* _YOUR OBJECTIVE_
How many of the lines below contain the word "green"? Reply with the number alone.

::: DATA PROVIDED :::

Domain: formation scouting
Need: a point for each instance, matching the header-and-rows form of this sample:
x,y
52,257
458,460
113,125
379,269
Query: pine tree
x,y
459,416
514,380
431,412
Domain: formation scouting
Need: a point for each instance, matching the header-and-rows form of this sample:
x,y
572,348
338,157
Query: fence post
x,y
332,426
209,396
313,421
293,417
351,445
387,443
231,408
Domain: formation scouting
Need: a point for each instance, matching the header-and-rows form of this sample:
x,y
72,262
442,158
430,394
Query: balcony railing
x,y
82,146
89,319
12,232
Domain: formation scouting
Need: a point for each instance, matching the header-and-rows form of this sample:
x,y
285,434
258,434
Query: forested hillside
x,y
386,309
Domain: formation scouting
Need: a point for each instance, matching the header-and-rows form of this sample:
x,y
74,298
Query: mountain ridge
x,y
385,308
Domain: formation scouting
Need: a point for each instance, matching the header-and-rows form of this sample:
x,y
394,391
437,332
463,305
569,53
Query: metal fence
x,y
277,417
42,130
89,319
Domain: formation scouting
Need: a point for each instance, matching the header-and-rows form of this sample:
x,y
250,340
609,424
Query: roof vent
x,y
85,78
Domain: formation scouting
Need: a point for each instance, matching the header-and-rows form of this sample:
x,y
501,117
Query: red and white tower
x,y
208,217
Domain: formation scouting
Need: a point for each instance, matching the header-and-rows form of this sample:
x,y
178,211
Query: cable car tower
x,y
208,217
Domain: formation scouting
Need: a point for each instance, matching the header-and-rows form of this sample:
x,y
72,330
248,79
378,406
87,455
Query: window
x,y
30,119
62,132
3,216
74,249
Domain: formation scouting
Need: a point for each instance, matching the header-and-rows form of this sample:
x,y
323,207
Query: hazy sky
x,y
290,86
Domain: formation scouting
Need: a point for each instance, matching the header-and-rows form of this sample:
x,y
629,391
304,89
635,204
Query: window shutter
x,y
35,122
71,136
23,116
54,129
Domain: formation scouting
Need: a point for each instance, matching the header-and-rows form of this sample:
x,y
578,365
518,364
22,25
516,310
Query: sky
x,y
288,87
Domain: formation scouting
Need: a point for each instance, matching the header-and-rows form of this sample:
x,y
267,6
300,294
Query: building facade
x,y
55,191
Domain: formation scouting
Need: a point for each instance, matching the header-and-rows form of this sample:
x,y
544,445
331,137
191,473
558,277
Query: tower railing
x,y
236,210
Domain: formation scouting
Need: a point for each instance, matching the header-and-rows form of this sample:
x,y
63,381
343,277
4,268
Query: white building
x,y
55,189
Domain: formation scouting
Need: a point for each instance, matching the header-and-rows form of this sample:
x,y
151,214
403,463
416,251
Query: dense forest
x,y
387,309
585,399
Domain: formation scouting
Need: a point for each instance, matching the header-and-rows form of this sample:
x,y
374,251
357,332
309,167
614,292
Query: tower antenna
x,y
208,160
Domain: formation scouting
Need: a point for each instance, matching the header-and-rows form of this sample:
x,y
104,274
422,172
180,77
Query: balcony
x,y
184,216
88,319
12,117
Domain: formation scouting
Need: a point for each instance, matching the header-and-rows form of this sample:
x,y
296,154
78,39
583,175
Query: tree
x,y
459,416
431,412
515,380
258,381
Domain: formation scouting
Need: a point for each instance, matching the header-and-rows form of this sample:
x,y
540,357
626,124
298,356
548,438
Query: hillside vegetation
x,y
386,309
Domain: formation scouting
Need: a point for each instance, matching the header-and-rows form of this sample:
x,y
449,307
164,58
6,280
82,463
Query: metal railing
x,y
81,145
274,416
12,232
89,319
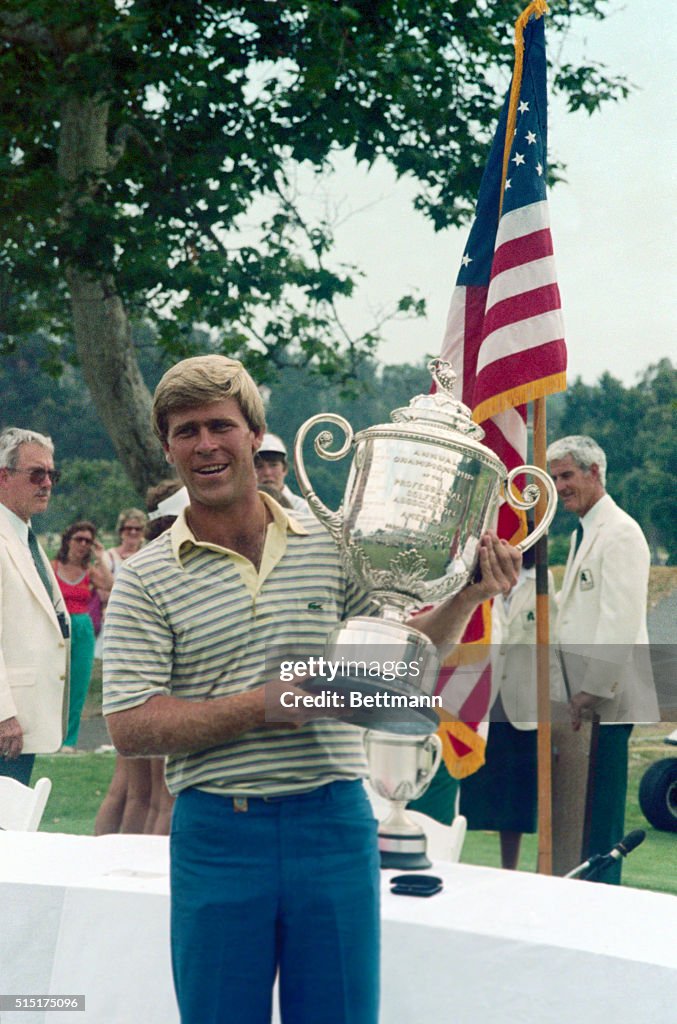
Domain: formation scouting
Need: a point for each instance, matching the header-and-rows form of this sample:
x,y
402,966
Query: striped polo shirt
x,y
197,621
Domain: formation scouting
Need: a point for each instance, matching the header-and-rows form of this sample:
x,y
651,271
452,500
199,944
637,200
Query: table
x,y
91,915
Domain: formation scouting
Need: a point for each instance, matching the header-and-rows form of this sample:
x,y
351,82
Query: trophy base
x,y
402,851
374,706
404,861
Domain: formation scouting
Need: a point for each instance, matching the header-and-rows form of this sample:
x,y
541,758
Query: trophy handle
x,y
332,520
531,497
433,743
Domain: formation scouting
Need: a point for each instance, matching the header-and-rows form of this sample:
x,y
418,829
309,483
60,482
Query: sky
x,y
612,221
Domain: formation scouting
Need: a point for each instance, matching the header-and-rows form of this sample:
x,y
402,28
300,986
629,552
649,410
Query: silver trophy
x,y
421,492
400,769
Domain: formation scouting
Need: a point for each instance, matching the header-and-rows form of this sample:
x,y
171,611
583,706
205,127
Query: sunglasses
x,y
39,475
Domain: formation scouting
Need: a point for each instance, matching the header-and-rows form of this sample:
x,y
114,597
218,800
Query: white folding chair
x,y
22,806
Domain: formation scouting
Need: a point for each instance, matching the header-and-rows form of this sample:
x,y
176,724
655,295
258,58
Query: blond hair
x,y
204,379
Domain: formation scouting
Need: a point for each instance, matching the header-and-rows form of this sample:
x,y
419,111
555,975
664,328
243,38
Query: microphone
x,y
599,861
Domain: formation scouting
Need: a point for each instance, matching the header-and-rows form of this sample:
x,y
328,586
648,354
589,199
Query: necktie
x,y
39,564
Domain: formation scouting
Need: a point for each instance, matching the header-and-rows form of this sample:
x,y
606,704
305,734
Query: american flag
x,y
504,335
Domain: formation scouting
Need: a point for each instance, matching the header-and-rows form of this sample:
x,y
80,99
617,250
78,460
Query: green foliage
x,y
193,122
89,488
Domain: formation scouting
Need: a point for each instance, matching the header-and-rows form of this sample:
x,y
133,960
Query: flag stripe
x,y
504,333
506,342
535,246
532,303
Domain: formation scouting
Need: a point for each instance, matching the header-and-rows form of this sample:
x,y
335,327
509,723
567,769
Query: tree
x,y
139,134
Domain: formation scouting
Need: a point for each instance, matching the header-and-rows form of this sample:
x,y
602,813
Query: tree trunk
x,y
101,328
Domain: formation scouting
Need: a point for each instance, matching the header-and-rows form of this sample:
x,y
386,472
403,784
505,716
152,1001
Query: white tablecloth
x,y
90,915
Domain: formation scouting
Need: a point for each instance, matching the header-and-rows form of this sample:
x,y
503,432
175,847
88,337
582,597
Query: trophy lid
x,y
439,408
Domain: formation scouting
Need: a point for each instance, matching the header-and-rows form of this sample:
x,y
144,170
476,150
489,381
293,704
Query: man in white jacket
x,y
601,627
34,623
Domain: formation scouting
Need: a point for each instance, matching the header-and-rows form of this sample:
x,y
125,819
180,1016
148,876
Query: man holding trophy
x,y
273,858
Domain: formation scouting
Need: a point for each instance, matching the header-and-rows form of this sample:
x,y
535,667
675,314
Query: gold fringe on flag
x,y
519,396
460,765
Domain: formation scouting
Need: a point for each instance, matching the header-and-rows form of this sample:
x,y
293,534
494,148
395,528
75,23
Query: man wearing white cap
x,y
272,466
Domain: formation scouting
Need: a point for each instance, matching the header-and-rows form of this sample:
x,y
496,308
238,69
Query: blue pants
x,y
286,884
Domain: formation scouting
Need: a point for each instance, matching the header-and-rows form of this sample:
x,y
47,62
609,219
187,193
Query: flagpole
x,y
544,741
543,662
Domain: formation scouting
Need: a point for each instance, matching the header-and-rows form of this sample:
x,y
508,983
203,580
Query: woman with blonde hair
x,y
137,800
81,570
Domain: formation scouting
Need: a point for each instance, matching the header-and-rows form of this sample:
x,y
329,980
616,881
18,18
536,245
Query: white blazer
x,y
513,669
601,623
34,656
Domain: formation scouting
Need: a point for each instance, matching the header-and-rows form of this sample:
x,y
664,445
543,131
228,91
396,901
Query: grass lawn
x,y
80,780
651,865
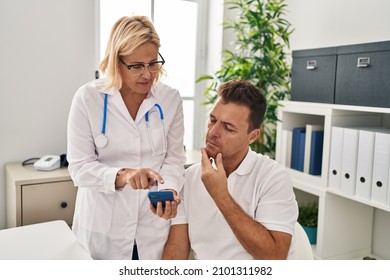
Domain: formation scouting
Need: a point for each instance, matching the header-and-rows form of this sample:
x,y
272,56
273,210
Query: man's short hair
x,y
245,93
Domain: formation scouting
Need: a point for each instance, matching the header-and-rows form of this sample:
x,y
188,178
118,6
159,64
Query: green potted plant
x,y
308,219
260,56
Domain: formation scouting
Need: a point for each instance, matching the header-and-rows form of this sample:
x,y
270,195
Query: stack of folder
x,y
359,163
304,146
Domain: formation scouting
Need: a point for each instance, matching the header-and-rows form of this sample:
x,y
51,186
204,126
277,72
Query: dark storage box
x,y
352,75
363,75
313,75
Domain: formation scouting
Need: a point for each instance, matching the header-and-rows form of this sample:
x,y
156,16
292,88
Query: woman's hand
x,y
170,209
143,178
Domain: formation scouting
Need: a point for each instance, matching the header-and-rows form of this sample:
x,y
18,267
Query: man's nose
x,y
214,130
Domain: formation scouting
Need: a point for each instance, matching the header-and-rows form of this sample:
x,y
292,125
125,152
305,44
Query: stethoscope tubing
x,y
101,140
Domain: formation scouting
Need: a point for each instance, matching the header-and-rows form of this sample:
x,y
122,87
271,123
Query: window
x,y
182,36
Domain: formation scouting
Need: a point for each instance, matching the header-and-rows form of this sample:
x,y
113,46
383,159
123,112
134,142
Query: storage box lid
x,y
315,52
366,47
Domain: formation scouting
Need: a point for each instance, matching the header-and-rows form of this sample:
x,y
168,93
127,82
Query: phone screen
x,y
163,196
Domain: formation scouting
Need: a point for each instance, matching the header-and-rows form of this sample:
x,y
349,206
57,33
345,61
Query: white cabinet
x,y
38,196
348,227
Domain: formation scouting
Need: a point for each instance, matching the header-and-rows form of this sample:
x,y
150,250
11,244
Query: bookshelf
x,y
349,227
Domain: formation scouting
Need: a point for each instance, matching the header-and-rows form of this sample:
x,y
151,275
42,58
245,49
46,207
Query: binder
x,y
317,141
348,161
380,170
309,129
364,165
298,148
336,149
286,148
365,161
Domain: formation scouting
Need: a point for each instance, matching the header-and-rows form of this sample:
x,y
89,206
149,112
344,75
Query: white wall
x,y
47,51
324,23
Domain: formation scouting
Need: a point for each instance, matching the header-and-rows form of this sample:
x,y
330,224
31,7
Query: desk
x,y
44,241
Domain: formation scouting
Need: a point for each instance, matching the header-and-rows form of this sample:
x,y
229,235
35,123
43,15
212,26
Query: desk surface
x,y
45,241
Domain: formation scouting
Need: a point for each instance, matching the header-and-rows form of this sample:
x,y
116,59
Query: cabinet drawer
x,y
47,202
363,75
313,75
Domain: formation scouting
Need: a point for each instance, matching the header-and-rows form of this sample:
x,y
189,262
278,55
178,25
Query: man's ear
x,y
253,135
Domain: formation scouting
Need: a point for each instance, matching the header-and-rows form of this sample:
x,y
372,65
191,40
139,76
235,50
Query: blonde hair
x,y
127,34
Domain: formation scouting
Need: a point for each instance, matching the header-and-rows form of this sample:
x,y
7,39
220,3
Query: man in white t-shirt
x,y
236,204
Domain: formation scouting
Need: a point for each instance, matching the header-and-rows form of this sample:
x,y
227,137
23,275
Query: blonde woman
x,y
125,138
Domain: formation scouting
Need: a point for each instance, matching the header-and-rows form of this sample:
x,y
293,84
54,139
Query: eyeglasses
x,y
138,69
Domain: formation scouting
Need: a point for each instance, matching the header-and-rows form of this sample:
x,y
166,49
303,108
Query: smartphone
x,y
155,197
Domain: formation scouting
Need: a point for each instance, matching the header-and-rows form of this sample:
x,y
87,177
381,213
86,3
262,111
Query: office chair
x,y
303,249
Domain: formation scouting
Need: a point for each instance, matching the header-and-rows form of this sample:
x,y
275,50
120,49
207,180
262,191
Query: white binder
x,y
286,148
364,165
348,161
336,149
380,171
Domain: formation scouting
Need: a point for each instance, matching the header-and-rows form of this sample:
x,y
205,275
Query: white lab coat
x,y
107,221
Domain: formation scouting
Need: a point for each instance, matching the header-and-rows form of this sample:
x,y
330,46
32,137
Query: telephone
x,y
48,163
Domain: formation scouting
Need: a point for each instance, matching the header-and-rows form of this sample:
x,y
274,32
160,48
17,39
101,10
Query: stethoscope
x,y
102,140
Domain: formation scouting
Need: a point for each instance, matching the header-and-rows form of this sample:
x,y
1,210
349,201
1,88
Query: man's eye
x,y
228,128
137,66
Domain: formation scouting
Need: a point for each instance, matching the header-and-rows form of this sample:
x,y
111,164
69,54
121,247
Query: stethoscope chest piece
x,y
101,141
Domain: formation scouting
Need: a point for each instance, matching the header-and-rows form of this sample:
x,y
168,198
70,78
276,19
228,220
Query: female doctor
x,y
125,137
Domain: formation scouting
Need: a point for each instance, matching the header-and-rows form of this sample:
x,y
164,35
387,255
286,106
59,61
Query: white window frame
x,y
201,65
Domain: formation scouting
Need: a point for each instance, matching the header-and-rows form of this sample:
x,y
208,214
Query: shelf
x,y
349,227
360,200
308,183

:::

* _ANSWER TO THIS TASK_
2